Records contained in a dataset:

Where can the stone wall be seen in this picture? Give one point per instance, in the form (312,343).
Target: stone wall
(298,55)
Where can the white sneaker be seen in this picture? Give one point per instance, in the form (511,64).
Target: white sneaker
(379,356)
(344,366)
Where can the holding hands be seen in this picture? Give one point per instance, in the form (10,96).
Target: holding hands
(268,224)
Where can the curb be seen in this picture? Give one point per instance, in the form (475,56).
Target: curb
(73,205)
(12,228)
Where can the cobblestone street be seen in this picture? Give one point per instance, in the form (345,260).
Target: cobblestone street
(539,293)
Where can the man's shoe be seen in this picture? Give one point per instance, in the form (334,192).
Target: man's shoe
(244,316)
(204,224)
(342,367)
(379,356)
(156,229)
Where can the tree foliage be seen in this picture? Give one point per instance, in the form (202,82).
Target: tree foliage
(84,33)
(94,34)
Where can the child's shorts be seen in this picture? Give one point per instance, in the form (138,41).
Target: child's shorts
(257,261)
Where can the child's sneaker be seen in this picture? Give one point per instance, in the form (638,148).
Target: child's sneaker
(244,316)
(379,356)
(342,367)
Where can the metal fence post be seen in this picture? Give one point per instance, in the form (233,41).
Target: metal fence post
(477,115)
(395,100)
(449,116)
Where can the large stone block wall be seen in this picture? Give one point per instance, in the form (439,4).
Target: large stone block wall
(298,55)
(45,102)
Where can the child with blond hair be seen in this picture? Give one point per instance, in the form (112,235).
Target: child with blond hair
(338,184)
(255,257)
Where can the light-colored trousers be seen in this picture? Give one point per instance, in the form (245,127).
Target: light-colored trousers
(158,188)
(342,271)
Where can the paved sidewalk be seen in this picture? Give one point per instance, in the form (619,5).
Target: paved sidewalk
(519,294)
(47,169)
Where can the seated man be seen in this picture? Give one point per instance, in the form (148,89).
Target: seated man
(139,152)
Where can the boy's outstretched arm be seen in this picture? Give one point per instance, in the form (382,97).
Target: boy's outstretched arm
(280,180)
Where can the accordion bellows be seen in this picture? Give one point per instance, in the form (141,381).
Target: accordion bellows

EXERCISE INSTRUCTIONS ▸ The records above must be retyped in full, exactly as written.

TASK RESPONSE ▸
Where can the stone wall be seen in this picture? Give one point per instance, in the form (312,343).
Target: stone wall
(298,55)
Where can the white sneaker be seen in this picture? Give one point per instance, in the form (511,64).
Target: white sneaker
(379,356)
(344,366)
Where can the holding hands be seen in this picture? Give one point per instance, in the form (10,96).
Target: holding hands
(268,224)
Where can the curb be seen in this picture? Give one point per instance, in the form (475,56).
Target: curb
(73,205)
(12,228)
Where can the cobblestone street be seen in this picture? Give one point per instance, in the form (345,260).
Target: cobblestone street
(539,293)
Where can the man's shoe be seen in this picture? Give one point per instance, in the form (334,192).
Target: man's shoe
(244,316)
(204,224)
(342,367)
(379,356)
(156,229)
Where can the tree foliage be seen in this picture? Give one point per instance, in the form (202,82).
Target: tree foliage
(84,33)
(94,34)
Where can the child's shorts be seen in this picture? Give one point per instance, in the form (138,41).
Target: child's shorts
(257,261)
Where can the child's sneaker be seen in this picture? Give one point per instance, in the form (638,148).
Target: child's sneaker
(244,316)
(379,356)
(342,367)
Where can the metal fence post be seen in this picture? Give one point per instance, in the form (233,41).
Target: metal fence post
(477,115)
(395,100)
(449,116)
Where can the large stone block wall be seen in this picture? Give one point per instance, in the form (439,4).
Target: large stone block wall
(298,55)
(45,102)
Where can the child with blond hair be seen in this picture? Give one point per instance, in the form (112,235).
Target: child with blond hair
(338,184)
(255,257)
Where can the light-colored trousers be seen in this picture? Give one point per instance, in the form (245,127).
Target: light-colored trousers
(158,188)
(342,271)
Where can the paved sidewalk be seen in this picture? Give one point per instance, in the form (619,5).
Target: paved sidewalk
(519,294)
(47,169)
Where can the seated man be seen in this picture? Give one point per instance, in the form (148,89).
Target: seated man
(139,152)
Where can the boy's outstretched arm be seen in this picture? Give one point per instance, in the form (382,97).
Target: boy's outstretched arm
(280,180)
Where can the accordion bellows be seen in this picture? Give one point per instance, in the form (141,381).
Target: accordion bellows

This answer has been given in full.